[[ Records provided, beginning ]]
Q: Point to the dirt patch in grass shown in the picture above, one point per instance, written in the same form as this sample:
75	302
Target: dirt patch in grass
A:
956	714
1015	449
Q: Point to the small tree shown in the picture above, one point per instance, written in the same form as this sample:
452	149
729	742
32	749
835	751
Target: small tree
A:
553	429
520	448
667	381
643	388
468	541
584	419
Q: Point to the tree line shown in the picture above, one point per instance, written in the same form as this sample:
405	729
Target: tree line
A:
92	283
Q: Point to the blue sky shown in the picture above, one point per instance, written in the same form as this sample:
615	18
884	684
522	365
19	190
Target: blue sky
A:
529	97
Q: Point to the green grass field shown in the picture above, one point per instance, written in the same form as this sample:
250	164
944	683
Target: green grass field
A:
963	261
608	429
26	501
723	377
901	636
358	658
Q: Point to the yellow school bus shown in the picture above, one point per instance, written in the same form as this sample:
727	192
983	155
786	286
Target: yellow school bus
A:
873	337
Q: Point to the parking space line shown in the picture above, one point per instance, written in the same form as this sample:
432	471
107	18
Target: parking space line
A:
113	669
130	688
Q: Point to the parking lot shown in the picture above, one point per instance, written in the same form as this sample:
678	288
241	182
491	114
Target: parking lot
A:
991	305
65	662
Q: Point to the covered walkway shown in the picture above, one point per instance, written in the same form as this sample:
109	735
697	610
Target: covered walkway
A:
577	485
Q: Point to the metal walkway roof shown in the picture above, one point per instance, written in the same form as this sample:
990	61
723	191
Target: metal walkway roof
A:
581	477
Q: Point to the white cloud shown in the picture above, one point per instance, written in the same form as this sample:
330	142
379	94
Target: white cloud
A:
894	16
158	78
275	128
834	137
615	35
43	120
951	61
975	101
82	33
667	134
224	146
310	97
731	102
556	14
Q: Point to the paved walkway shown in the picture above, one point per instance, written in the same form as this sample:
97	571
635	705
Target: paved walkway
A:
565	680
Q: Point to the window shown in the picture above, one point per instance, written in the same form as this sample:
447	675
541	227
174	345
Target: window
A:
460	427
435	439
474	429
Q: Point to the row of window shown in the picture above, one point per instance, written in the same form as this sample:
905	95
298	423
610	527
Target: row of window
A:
[[ Records provided, end ]]
### About this exercise:
The entire listing should be repeated with no line missing and no word altered.

### The answer:
Q: Point to the dirt patch in grass shown in the picture above, one point per instance, written in the same form as this sample:
75	302
Target: dirt patch in grass
A:
956	714
1015	449
Q: Point to the small tree shown in the picture above, one point per instance, written in the same form as this sample:
452	149
729	742
32	749
835	751
Target: small tree
A:
553	429
520	448
667	381
643	388
468	541
584	419
Q: Point to the tree line shown in the picture above, one point per instance, written in the same form as this sample:
405	729
Target: tree line
A:
92	283
Q: Point to the blue sky shown in the picture above, one point per instance, written in the same form as this sample:
615	18
884	684
522	365
19	190
Target: blue sky
A:
529	97
Q: Point to the green grass field shown in the picture above, one point per instance, written in the same form as this sample:
250	164
944	683
Target: green grass field
A:
963	261
608	429
26	501
723	377
901	636
358	658
Q: Point to the yellow school bus shown in the picture above, one point per instance, written in the same form as this sample:
727	192
983	155
786	286
Target: yellow school bus
A:
873	337
Q: Point to the parking space line shown in the picture above, one point per instance, written in the same form as this sample:
432	471
107	18
Target: parking space line
A:
113	669
130	688
Q: Point to the parking lot shown in the picture above, one point per instance, written in the same form as this sample:
678	288
241	182
491	114
Target: parking lot
A:
991	305
65	662
Q: Point to the covered walkway shown in the picture above, one point per instance, written in the same form as this sample:
109	735
697	610
Target: covered walkway
A:
577	485
Q: Point to the metal walkway roof shown in the picture above, one point per instance, written in the same form as this sample:
990	61
723	191
Target: metal walkway roof
A:
581	477
Q: Point to the white cloud shown in the picture above, one point per instance, written in the same form as this sample:
330	142
379	94
Target: white cloud
A:
894	16
158	78
275	128
834	137
615	35
43	120
951	61
975	101
82	33
667	134
224	146
310	97
731	102
556	14
Q: Point to the paved walkway shown in the picture above, one point per instance, written in the same form as this sample:
97	571
635	705
Target: paved walkway
A:
565	680
Q: Point to the window shown in the picture above, one point per instance, written in the same form as this sample:
447	675
541	227
174	345
Target: window
A:
460	427
435	439
474	429
Q: Point to the row of window shown in the picture above, one point per instance, written in the same form as this sample:
905	95
298	423
610	527
Target: row of window
A:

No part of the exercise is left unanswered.